- What you have to do -
Take from the data every line in which the word "airplane" is found.

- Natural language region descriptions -
==*==
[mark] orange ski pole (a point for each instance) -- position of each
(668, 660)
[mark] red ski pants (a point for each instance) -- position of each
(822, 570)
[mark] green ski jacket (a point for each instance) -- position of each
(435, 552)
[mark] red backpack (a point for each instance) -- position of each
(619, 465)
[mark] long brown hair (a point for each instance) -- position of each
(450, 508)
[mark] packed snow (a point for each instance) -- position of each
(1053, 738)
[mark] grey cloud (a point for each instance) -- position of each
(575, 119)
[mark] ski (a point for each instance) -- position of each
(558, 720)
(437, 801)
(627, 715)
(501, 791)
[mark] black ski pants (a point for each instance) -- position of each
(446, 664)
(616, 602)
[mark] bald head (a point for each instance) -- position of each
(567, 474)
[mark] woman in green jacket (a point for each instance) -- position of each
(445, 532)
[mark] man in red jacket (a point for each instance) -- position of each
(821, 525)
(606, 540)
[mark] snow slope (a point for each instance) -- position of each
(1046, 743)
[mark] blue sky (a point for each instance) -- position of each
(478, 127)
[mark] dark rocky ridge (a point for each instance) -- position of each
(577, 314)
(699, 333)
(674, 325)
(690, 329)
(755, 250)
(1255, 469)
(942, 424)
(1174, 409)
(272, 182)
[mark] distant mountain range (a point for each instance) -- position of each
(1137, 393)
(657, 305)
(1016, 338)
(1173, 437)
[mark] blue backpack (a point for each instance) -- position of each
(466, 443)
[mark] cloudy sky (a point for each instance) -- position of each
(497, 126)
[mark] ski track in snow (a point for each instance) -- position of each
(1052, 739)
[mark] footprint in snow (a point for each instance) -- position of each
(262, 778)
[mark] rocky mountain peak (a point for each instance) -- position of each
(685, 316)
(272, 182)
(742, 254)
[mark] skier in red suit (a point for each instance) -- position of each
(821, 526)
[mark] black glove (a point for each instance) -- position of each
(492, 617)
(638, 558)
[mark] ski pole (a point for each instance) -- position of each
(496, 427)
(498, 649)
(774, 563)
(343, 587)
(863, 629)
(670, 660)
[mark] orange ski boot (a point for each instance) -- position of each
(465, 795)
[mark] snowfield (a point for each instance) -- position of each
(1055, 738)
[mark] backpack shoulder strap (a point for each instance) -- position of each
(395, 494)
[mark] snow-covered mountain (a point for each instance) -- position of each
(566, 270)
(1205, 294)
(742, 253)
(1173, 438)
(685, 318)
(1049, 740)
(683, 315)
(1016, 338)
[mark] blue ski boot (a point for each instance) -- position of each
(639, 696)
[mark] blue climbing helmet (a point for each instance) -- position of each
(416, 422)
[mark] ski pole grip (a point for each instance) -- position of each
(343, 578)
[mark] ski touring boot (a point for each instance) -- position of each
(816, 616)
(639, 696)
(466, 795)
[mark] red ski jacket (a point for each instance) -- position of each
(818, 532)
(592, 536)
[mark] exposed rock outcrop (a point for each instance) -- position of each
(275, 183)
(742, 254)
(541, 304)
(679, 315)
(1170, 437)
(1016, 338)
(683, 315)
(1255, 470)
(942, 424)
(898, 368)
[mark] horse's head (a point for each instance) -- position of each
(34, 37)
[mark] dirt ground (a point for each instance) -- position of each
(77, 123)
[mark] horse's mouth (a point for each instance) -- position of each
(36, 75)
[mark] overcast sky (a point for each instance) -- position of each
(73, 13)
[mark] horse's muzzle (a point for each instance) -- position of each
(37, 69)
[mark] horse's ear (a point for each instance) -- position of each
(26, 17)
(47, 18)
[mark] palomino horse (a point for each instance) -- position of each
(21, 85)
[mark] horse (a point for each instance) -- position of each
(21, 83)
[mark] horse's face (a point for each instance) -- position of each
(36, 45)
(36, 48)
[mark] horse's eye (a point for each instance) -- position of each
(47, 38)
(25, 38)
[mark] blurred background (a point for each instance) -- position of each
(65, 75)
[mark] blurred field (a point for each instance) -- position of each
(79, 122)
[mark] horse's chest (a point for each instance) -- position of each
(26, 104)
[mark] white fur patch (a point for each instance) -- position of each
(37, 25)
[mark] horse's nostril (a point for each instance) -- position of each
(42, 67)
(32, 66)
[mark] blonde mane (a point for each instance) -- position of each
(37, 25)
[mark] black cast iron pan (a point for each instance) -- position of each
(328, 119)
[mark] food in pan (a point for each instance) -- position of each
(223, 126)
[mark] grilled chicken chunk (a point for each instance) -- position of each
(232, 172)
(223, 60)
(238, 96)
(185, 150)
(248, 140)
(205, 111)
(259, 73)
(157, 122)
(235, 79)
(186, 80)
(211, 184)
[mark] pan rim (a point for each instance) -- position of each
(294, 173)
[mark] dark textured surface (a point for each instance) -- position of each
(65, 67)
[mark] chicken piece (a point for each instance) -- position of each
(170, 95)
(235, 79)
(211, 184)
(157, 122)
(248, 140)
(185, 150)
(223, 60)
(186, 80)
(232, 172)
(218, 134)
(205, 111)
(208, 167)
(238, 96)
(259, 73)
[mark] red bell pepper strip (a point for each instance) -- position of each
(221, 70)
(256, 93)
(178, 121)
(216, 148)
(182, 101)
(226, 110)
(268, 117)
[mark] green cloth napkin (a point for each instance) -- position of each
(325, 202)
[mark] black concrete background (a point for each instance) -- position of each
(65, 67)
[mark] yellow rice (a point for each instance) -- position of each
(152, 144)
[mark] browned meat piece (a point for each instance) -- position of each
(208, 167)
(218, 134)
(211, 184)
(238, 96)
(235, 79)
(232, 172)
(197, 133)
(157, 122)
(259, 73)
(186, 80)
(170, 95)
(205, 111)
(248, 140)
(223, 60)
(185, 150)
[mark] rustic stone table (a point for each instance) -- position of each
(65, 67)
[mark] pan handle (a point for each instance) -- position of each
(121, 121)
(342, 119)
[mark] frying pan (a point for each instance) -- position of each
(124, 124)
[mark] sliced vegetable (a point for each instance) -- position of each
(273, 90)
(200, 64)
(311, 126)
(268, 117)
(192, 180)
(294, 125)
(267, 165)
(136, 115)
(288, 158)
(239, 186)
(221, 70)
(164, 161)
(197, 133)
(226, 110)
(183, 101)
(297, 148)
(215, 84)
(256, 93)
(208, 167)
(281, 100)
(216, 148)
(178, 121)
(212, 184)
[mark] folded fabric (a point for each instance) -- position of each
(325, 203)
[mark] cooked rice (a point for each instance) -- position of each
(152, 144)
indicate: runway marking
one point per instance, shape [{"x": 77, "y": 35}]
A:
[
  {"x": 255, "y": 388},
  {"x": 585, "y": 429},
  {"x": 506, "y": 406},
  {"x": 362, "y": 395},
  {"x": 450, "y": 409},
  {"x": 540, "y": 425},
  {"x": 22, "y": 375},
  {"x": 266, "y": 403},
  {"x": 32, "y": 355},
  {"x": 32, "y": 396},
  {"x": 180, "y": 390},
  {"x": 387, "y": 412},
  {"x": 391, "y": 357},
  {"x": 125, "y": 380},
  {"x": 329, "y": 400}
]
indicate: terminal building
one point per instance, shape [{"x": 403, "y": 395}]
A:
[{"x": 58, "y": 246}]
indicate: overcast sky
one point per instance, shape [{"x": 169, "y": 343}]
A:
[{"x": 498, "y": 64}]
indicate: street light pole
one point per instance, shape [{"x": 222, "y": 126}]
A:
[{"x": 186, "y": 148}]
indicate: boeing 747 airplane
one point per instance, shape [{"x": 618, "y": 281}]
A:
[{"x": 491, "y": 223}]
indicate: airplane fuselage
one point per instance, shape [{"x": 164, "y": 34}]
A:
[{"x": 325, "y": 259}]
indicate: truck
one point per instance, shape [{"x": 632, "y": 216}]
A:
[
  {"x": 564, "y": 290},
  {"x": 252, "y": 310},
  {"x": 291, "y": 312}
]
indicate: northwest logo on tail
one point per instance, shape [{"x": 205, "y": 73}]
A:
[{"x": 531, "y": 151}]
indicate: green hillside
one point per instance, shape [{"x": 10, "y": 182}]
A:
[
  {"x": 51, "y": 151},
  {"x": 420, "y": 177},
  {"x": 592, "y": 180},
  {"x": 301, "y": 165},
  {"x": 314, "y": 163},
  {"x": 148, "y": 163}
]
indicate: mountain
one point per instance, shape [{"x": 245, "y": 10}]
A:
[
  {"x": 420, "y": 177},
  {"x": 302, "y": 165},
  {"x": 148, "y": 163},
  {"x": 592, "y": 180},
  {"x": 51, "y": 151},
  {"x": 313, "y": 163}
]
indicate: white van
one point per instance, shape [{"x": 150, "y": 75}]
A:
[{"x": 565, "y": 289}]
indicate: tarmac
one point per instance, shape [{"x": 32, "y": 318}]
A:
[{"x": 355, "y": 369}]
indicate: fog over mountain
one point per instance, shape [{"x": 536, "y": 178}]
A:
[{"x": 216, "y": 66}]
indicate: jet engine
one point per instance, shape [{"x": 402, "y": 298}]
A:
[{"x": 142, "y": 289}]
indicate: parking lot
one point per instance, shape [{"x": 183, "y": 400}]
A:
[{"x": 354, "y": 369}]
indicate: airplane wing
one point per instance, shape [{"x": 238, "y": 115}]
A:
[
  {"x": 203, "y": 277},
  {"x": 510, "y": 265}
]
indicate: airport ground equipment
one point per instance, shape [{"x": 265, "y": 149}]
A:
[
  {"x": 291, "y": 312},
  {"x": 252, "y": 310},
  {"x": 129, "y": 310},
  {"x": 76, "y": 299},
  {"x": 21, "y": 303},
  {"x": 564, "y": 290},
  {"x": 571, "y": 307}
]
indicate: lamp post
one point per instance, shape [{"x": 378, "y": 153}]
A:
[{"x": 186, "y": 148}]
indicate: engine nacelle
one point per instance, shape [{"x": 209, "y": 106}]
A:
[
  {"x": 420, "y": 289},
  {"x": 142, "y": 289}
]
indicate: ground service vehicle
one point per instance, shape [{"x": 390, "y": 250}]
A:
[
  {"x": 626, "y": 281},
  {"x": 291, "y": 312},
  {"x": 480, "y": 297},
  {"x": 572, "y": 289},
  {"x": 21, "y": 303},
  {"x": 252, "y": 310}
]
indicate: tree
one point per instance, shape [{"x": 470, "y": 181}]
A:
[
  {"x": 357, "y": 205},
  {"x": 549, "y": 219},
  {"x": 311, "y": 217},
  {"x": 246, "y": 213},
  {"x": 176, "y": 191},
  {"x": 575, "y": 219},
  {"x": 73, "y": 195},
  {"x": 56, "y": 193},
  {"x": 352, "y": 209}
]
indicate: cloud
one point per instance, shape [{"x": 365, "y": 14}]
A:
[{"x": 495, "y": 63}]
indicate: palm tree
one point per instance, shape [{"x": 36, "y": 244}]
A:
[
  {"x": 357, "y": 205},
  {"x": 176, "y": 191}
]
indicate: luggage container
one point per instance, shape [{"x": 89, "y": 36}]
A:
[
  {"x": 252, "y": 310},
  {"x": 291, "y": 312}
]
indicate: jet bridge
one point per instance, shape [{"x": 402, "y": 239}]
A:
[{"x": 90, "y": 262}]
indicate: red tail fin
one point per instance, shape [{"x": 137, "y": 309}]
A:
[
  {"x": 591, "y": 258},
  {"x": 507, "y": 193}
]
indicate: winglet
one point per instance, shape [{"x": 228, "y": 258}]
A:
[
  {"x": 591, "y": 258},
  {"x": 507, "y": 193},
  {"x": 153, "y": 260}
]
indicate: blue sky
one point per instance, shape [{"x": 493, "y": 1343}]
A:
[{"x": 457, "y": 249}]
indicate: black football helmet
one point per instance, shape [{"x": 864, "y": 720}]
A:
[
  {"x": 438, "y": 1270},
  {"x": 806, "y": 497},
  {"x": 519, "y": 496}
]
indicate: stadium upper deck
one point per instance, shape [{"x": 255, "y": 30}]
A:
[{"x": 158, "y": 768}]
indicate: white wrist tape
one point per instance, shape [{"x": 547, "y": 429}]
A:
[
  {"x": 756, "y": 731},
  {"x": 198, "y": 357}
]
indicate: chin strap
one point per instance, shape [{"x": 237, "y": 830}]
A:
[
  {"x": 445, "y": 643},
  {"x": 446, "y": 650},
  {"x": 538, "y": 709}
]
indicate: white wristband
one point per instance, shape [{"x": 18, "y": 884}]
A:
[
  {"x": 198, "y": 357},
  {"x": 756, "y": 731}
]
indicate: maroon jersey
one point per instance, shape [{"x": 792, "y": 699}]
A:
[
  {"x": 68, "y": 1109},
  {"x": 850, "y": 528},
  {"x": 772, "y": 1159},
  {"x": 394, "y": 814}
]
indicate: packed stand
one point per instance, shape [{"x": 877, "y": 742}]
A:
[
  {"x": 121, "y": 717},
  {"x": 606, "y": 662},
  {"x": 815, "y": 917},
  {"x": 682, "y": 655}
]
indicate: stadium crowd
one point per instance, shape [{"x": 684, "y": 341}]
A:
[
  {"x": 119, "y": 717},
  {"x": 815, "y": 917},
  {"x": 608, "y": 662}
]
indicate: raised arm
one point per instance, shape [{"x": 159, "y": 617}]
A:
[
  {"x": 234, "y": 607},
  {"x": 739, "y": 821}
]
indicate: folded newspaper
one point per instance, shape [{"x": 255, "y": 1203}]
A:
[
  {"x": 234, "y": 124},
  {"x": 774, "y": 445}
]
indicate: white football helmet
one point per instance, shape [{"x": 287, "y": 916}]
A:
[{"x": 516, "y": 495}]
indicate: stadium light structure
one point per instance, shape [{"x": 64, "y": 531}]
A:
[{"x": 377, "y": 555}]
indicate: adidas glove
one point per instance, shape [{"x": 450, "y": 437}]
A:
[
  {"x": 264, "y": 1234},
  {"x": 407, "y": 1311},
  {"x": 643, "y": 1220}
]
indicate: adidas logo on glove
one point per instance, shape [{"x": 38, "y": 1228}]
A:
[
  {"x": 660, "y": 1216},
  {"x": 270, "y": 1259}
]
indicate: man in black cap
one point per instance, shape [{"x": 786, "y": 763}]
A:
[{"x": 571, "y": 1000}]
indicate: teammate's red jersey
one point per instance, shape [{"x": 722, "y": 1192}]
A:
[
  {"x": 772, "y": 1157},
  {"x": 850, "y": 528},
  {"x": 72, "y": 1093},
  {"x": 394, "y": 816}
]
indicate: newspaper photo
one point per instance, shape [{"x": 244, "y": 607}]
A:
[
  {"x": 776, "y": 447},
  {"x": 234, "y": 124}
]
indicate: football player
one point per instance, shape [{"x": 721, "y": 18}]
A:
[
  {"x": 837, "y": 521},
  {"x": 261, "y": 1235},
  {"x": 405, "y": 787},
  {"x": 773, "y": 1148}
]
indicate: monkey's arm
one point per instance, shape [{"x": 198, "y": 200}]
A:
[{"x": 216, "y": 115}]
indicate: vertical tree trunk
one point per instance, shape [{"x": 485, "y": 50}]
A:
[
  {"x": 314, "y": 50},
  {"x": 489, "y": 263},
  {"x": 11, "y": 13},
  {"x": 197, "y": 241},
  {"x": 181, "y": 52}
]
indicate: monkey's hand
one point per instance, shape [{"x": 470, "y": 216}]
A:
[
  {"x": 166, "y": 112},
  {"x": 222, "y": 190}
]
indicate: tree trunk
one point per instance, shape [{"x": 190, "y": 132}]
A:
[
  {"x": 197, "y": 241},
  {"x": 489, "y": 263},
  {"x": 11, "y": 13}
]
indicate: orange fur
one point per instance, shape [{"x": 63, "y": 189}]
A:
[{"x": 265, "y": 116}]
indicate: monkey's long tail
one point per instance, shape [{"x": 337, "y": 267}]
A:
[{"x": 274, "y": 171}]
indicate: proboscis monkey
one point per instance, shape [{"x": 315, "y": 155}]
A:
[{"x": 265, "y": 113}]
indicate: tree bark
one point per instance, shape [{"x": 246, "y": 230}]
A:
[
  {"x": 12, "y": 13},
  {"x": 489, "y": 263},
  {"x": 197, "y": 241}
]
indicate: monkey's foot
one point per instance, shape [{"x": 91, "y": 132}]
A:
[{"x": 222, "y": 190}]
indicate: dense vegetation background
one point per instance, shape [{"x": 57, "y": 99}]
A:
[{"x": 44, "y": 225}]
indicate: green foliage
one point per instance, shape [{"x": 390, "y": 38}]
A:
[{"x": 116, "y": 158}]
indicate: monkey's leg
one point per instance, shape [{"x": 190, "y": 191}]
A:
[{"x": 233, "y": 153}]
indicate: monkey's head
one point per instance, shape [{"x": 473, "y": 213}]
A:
==*==
- Exercise result -
indicate: boeing 747 airplane
indicate: airplane fuselage
indicate: airplane wing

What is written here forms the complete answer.